Records provided –

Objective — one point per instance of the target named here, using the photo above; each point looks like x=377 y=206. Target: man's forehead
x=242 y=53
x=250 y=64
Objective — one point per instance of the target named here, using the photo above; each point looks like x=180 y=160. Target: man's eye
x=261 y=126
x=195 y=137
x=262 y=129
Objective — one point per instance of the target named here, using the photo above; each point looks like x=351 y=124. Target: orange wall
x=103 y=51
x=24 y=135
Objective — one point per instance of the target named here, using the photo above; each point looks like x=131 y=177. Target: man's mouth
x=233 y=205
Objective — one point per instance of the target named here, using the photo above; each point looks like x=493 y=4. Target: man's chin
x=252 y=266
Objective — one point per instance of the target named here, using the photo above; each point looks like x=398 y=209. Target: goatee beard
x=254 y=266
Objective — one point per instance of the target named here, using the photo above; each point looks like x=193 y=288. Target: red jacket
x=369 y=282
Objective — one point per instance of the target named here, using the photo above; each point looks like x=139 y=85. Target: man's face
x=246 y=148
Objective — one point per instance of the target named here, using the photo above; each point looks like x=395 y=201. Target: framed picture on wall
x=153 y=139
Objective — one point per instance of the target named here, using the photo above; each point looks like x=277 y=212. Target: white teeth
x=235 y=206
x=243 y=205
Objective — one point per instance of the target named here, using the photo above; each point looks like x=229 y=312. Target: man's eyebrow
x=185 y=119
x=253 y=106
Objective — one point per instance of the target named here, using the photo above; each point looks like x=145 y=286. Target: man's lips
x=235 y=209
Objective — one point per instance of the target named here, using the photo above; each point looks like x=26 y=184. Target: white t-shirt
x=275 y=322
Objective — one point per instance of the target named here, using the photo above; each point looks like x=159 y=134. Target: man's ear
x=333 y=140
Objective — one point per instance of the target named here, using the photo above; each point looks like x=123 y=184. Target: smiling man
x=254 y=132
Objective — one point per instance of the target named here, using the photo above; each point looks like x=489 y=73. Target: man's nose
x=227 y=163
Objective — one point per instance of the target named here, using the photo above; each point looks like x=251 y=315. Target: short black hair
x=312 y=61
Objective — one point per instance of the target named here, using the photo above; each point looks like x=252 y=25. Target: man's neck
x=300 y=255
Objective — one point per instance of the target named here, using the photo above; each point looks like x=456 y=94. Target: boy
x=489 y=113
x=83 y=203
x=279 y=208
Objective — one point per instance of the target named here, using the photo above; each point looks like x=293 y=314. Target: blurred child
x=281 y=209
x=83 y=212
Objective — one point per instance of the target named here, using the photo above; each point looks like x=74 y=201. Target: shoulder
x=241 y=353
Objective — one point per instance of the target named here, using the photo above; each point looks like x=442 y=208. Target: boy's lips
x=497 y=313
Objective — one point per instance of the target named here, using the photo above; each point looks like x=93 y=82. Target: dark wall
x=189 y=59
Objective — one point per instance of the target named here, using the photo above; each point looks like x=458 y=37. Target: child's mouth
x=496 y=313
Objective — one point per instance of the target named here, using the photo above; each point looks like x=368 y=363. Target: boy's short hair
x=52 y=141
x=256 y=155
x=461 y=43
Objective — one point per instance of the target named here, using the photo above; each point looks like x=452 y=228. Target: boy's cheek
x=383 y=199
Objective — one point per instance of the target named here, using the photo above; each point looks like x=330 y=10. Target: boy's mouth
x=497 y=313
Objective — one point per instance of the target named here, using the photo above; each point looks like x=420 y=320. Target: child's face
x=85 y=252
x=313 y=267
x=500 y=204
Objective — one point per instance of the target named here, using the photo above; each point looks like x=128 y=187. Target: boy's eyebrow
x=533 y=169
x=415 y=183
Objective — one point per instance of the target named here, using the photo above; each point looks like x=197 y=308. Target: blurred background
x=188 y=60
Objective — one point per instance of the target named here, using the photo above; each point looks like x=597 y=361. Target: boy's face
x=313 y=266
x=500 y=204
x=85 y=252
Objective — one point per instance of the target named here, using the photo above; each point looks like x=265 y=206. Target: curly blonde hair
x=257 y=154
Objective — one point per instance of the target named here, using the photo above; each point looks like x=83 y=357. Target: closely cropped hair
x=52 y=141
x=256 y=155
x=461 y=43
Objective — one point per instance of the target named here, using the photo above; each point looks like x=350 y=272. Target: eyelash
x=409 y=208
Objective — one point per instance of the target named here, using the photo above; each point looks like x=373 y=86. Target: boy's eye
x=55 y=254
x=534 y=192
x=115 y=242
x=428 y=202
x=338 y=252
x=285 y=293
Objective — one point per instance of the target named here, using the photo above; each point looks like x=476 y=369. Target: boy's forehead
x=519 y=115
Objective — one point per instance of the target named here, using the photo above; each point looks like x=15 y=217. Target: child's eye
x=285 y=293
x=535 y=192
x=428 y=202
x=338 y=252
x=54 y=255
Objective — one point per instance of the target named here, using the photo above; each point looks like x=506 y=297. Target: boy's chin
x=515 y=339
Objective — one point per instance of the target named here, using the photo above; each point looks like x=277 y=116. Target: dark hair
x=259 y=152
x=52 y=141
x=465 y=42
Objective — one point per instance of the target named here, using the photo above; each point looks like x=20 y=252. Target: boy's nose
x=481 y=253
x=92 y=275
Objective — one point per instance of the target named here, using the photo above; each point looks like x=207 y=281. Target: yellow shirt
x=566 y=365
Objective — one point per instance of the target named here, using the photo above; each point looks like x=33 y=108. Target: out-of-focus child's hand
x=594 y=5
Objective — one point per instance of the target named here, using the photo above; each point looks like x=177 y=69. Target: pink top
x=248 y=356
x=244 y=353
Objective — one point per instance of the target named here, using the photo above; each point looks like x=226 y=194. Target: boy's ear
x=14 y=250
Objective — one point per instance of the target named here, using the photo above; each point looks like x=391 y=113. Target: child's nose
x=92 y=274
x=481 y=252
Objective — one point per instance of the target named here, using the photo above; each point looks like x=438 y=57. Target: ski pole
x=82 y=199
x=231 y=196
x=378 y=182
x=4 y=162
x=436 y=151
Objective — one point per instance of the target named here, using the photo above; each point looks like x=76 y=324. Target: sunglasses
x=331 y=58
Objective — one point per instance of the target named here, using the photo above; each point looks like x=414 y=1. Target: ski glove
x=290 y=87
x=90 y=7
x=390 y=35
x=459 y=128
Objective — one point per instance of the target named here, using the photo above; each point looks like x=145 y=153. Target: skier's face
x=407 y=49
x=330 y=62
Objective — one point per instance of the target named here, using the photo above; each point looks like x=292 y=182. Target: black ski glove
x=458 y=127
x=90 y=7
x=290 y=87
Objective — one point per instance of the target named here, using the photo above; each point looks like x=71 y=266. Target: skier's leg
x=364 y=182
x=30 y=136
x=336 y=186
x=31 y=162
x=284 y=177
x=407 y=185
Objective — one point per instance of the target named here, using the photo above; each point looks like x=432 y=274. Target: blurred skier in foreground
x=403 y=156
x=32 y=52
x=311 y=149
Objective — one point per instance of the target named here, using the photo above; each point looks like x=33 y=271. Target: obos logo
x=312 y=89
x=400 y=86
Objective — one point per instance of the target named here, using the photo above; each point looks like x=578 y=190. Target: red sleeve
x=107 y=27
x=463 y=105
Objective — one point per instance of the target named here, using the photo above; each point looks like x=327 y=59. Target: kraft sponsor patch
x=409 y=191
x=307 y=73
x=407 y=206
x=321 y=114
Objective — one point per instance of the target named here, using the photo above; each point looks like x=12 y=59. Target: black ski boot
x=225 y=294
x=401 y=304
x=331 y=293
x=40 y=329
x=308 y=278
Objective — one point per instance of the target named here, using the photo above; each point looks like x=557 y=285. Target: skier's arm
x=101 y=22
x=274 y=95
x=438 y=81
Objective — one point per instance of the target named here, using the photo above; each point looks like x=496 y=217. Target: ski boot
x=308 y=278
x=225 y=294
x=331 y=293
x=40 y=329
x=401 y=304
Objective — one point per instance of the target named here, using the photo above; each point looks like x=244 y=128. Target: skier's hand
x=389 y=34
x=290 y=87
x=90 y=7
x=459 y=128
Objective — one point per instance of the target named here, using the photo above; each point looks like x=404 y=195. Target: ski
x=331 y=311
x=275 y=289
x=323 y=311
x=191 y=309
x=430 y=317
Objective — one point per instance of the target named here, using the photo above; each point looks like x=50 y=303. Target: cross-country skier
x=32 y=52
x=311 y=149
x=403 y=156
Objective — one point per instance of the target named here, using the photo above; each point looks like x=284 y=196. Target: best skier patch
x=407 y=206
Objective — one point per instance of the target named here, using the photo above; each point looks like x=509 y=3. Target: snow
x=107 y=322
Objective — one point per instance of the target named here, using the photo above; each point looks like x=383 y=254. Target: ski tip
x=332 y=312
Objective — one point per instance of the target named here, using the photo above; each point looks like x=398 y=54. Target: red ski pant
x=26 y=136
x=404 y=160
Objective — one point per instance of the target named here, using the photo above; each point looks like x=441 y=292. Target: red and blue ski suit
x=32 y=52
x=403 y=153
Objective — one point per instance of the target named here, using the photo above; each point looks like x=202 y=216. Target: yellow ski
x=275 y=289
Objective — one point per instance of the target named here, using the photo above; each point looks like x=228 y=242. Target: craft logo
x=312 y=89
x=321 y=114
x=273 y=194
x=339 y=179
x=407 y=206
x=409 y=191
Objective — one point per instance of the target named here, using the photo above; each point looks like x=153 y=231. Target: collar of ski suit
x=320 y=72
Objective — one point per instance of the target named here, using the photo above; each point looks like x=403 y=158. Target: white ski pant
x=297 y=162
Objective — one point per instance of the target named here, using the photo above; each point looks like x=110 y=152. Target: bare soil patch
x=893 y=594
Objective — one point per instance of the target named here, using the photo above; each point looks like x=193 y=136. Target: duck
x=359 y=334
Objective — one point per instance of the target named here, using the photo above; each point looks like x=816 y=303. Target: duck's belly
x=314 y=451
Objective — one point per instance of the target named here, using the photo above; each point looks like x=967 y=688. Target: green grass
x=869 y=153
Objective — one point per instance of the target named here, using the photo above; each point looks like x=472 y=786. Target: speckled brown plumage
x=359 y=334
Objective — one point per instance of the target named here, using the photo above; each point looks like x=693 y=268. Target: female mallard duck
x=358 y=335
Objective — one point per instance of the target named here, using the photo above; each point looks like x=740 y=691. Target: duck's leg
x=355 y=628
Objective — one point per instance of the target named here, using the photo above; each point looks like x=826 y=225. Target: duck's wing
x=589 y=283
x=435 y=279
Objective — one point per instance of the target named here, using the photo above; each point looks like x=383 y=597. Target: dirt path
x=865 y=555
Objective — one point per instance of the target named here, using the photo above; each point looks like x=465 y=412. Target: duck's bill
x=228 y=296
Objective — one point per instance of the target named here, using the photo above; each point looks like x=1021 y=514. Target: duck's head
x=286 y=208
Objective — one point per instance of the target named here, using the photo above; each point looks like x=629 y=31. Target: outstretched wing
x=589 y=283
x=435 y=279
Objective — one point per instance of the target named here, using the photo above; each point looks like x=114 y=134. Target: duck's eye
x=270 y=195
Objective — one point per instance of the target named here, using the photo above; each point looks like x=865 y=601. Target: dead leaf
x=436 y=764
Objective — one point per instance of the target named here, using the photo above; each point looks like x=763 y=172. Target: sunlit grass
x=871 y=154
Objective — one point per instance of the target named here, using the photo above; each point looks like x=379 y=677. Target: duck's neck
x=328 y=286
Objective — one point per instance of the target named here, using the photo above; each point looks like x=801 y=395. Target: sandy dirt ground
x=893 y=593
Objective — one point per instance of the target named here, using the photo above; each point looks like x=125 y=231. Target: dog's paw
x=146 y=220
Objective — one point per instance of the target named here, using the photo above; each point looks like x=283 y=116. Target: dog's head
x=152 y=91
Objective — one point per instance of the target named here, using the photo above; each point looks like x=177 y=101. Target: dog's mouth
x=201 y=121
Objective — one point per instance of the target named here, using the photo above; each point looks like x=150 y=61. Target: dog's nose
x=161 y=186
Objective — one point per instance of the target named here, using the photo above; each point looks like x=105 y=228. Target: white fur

Exercise brief –
Rewrite the records from their start through the line containing "x=262 y=129", changing "man's forehead" to "man's brow" and keeping everything else unchanged.

Solution below –
Objective — one point per instance of the target named here, using the photo above; each point looks like x=377 y=206. Target: man's brow
x=242 y=53
x=250 y=64
Objective — one point per instance of the target named here, using the photo above; each point looks like x=180 y=160. Target: man's eye
x=261 y=126
x=195 y=137
x=262 y=129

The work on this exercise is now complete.